> **Directive**
In the forum thread on keeping photo order when exporting from Lightroom, which sort order does Finder use by default?

> **Document**
● ● ●

# Retaining order of images on export from LR5



## redjut01 (Apr 3, 2015)

Hi,  My son has just returned from a trip to India, he used a camera and his iPhone to take pics.  I have merged all the pics in LR and have put them in the order that I want them to make a photo book for him.  When I export them into a folder on my Mac, the order is changing into 'file' number.  I have unchecked the box to rename on export.  There are over 600 photos and I really, really don't want to have to re-order them again.  All suggestions welcome.

Many thanks.


----------



## Jim Wilde (Apr 3, 2015)

Hi, welcome to the forum.

This issue trips up quite a few people. You need to understand that when the files are created by exporting from Lightroom, where they are located on the disk is controlled by the Operating System's file system, e.g. Finder in you case. There is no physical "folder", the files may be (likely are) scattered around the hard drive, and it's only the file system which knows that these dispersed images belong together in a virtual folder. Finder (or Windows Explorer on a PC) is then able to list the files in the "folder" in a variety of different orders, depending on user choice. Although "File Name" is the most typical, you could change the order to something like "Date Created" which should then present them in the order in which they were exported. 

However, some display devices (e.g. a DVD player linked to a TV) might only use the default "File Name" order when showing the images. For this reason, the most common workaround is to rename the files on export, giving the exported files the same name but with the addition of a sequence number.....thus the "file name" order would be the same as your carefully organised Lightroom export order.


----------



## redjut01 (Apr 3, 2015)

Many thanks Jim.  Will give that a go!!


----------



## clee01l (Apr 3, 2015)

Welcome to the forum.  Sort order is not a function of the file itself, but a function of the app being used to view the file. While in LR you can choose a custom order, the custom order is only valid in the LR app.  Finder has a default sort order of Filename, but if you choose "Arrange By" from the Finder View Menu, you will find that there are 6-8 different metadata characteristics to sort by.   Your option in LR is to make sure there is a metadata characteristic in the files that you export that will permit Finder or any other app to sequence the exported images in the order that you choose.  In LR when you export, the files will be processed in the order that you have them arranged.  So the most common sort order is file name and LR will permit you to rename the exported images as you export using a file naming template. You can create your own file naming template or use one of the ones that ship with LR.  By choosing a custom name and a sequence,  you can create exported files with names like "India-001.jpg" and Finder then can still sort on file name and preserve the customer sort order that you have created in LR. You need to choose a sequence token with enough leading zeros so that files ending in "10", "11", "100" etc. don't get sorted between "1" & "2".


----------



## redjut01 (Apr 3, 2015)

Many thanks - a very clear explanation.  I am loving this Forum already!!


----------

● ● ●

Records
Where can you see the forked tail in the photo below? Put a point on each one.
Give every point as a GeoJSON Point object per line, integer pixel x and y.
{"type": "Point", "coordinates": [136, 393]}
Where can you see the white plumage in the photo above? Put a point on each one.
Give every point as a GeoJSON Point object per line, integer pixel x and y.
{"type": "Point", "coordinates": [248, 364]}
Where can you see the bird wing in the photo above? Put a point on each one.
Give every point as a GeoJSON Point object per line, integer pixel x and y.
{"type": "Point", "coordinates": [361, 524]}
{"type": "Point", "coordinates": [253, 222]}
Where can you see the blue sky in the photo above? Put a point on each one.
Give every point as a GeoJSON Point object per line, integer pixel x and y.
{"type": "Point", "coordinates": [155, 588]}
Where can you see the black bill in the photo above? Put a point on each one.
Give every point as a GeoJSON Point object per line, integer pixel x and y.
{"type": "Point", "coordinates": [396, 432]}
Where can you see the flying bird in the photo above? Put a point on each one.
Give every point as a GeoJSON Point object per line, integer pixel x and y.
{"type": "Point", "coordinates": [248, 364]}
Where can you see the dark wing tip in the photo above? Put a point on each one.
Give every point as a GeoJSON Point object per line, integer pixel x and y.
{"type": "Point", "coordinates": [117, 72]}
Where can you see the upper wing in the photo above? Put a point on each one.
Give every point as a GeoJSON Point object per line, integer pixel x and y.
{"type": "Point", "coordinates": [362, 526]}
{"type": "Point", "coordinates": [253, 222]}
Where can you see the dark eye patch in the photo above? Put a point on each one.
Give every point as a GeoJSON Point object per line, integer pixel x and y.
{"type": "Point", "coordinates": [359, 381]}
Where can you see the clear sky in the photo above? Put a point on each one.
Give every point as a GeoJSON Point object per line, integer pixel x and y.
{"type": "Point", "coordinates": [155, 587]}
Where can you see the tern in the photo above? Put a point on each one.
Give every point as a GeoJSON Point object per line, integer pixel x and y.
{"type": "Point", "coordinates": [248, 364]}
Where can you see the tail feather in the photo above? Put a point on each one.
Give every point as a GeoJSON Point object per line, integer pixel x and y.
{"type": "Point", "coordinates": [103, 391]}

● ● ●

> **Correct response**
Finder sorts by filename by default.